Stated exercise: Reproduce the entire listing below line for line, increasing every bounding-box coordinate by 40 and leaving all other text unchanged. Omit the pictures from your output.

Entries provided:
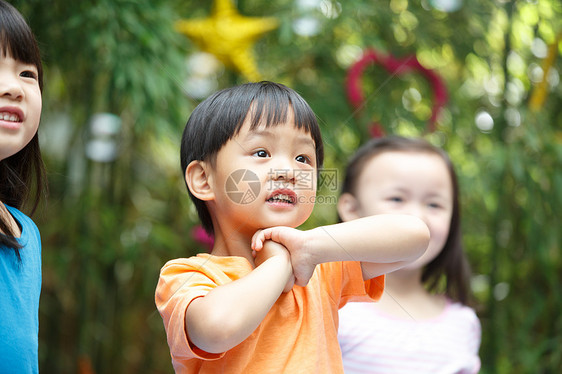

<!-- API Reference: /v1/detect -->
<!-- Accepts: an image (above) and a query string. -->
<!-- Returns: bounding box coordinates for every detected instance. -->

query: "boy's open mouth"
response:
[266,190,297,204]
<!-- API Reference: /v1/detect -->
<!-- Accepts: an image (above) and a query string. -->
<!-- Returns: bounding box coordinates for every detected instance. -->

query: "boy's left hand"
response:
[252,226,316,287]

Worked answer:
<!-- API Reference: /v1/detect -->
<!-- Accepts: an image (above) and a query string. -->
<!-- Returns: bounding box coordinates for every detected instance. -->

query: "boy's open mouth"
response:
[306,230,337,244]
<!-- API Reference: /v1/detect -->
<!-- Accepts: an image (above) and a query string. -->
<!-- Returns: bounding box coordinates for every detected instance. -->

query: "boy's left hand"
response:
[292,266,356,327]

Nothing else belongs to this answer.